Exercise goal —
The required output is the lines below from the line containing "box: [325, 124, 590, 560]" to the line containing "147L384 497L331 538L567", inclusive, retyped exactly. No other lines belong in it.

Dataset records
▼▼▼
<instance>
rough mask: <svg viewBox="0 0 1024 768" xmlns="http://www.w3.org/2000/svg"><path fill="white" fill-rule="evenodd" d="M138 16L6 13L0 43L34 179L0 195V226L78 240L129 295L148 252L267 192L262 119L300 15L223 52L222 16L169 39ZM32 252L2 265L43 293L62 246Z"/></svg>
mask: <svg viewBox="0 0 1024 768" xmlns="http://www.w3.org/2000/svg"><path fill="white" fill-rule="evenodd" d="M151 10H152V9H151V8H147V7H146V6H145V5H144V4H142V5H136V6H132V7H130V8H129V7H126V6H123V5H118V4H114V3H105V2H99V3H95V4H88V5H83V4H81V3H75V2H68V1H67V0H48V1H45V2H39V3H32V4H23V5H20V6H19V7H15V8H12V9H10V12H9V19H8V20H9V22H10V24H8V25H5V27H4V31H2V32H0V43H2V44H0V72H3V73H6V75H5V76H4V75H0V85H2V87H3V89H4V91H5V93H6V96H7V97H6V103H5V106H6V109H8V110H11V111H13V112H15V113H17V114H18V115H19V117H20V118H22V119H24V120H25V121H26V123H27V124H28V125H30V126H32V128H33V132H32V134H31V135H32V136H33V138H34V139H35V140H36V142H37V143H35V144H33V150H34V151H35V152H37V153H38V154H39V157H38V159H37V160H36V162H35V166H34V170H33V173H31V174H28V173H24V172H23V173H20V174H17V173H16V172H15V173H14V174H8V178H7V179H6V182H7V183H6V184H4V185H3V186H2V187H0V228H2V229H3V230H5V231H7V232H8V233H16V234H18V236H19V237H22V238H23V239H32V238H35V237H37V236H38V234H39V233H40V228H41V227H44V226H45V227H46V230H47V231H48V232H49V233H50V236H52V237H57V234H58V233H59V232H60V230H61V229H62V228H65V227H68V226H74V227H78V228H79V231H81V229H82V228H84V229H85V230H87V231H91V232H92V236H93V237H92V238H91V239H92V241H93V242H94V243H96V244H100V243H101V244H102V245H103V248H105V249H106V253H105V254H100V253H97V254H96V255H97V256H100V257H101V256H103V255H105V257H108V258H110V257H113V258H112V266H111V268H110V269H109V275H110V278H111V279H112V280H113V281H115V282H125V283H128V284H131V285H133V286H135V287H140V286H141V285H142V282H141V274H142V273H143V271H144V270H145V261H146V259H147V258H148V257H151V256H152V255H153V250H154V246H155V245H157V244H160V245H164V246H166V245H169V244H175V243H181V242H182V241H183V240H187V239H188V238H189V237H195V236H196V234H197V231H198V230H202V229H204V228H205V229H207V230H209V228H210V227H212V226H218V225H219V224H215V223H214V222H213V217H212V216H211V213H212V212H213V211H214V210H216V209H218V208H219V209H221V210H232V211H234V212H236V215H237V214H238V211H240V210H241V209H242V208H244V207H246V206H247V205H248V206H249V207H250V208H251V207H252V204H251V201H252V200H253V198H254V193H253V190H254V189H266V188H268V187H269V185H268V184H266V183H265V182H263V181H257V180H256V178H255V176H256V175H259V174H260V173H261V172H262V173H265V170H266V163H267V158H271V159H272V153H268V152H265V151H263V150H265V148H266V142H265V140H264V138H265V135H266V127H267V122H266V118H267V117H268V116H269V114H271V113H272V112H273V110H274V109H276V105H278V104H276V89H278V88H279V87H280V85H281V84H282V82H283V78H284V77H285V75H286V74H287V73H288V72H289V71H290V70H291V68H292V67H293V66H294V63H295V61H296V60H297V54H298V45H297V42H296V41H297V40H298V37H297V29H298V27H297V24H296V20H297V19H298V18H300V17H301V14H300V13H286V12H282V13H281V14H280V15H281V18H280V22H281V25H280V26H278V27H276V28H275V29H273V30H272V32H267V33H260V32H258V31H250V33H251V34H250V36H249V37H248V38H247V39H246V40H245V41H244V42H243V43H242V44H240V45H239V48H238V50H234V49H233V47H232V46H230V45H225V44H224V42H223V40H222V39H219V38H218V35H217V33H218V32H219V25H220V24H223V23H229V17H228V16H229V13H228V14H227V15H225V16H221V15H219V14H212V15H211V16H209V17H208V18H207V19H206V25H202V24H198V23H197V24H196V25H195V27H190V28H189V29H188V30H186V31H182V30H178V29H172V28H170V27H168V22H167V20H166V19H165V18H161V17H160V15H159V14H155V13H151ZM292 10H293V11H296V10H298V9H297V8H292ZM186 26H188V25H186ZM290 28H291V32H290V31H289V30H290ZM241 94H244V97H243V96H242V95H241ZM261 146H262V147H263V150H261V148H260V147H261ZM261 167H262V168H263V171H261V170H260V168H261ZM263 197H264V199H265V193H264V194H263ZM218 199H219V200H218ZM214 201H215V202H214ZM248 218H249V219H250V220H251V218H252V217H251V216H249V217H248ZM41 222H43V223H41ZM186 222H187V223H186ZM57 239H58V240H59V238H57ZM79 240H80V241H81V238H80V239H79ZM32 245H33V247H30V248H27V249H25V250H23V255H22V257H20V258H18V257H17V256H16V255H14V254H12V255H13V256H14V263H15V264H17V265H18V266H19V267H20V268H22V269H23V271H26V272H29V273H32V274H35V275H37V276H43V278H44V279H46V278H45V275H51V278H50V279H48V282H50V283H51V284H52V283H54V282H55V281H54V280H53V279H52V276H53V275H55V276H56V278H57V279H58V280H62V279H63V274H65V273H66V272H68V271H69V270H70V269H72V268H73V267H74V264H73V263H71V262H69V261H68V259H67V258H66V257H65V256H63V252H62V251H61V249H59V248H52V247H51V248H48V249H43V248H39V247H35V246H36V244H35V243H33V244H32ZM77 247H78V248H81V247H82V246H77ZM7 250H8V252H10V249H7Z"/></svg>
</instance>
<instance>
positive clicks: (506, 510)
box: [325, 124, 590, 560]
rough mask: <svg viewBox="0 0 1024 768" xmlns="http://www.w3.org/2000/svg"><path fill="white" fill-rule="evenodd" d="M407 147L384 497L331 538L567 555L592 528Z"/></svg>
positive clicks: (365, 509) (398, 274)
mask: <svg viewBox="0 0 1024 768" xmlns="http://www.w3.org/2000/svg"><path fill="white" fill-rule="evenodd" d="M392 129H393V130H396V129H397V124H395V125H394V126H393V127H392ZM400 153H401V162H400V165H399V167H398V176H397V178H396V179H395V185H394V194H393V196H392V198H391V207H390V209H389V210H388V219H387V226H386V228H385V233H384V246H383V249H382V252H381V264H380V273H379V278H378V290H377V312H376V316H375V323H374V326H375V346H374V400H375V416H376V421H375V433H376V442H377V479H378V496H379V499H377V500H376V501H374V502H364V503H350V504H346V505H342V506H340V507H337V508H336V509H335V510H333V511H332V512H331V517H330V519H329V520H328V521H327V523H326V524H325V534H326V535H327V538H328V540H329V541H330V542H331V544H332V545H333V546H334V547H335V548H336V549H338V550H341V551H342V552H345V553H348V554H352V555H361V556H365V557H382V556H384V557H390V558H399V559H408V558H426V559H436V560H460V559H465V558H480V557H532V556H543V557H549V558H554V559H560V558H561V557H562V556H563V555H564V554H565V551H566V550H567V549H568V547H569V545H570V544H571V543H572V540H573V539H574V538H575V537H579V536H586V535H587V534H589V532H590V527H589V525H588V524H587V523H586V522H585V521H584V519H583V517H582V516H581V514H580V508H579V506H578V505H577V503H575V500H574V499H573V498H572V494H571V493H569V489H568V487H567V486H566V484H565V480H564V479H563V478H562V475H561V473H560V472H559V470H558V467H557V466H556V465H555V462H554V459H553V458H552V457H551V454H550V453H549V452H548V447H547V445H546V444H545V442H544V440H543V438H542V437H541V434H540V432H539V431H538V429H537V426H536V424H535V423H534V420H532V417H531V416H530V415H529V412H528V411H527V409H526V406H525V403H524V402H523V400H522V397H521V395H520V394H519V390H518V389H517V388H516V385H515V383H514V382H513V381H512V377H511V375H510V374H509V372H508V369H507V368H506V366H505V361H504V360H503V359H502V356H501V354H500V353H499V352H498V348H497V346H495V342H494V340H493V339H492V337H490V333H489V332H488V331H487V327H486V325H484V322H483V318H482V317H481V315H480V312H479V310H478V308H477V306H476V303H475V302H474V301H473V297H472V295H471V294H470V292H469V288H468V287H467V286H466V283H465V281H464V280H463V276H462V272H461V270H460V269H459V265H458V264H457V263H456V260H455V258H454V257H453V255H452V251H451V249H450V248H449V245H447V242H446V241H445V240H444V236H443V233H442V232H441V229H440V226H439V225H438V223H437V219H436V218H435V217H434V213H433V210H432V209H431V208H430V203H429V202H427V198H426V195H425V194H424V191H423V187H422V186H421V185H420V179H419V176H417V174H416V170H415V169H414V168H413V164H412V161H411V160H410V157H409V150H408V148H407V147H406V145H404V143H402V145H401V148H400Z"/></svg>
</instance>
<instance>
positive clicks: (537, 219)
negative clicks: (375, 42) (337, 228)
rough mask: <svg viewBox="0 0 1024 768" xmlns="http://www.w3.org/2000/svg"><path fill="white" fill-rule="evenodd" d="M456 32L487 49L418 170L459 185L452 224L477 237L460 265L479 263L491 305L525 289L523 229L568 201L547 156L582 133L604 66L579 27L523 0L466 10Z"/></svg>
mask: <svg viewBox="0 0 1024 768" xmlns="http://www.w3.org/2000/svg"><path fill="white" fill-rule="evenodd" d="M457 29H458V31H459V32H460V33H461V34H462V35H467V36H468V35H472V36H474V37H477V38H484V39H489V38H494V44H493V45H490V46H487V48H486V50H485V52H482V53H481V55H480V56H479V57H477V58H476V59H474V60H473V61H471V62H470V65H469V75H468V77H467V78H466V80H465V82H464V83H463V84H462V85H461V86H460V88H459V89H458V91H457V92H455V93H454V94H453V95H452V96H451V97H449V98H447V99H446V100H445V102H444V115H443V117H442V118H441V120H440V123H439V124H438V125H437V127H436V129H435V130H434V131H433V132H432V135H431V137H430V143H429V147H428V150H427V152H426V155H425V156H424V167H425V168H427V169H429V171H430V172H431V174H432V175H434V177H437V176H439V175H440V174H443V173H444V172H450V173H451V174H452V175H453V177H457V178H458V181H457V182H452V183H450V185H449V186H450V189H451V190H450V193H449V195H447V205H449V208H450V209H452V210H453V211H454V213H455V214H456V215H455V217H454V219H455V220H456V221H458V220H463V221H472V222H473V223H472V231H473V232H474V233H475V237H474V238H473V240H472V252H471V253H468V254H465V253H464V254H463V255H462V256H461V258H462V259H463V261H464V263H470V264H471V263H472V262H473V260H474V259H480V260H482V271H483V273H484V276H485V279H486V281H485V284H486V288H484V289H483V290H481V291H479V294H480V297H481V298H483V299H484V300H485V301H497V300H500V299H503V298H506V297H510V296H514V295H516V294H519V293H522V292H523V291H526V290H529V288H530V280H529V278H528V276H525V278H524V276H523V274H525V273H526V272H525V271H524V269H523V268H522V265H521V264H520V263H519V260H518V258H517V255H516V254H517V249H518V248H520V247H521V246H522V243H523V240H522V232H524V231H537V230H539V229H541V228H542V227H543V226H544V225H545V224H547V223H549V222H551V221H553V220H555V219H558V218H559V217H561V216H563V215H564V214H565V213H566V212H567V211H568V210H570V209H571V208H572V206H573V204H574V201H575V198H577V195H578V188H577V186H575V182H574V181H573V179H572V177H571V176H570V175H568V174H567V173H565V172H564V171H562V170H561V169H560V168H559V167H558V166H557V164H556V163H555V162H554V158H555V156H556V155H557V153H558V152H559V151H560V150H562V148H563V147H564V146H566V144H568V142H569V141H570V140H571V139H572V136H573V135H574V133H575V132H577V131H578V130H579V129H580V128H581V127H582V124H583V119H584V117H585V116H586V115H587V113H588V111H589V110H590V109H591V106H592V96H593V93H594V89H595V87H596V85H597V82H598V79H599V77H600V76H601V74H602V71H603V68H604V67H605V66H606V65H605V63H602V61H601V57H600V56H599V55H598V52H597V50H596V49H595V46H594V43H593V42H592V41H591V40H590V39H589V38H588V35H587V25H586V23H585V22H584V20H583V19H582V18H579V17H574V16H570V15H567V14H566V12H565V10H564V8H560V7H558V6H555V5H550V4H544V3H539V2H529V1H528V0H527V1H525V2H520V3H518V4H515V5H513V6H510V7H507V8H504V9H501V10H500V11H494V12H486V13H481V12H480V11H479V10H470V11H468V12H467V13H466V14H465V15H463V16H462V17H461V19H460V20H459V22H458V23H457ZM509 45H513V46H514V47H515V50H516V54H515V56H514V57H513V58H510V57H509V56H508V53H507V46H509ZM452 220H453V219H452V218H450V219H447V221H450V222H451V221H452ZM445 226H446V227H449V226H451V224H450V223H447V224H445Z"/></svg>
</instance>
▲▲▲
Answer for the task —
box: [325, 124, 590, 560]
rough mask: <svg viewBox="0 0 1024 768" xmlns="http://www.w3.org/2000/svg"><path fill="white" fill-rule="evenodd" d="M407 147L384 497L331 538L567 555L592 528Z"/></svg>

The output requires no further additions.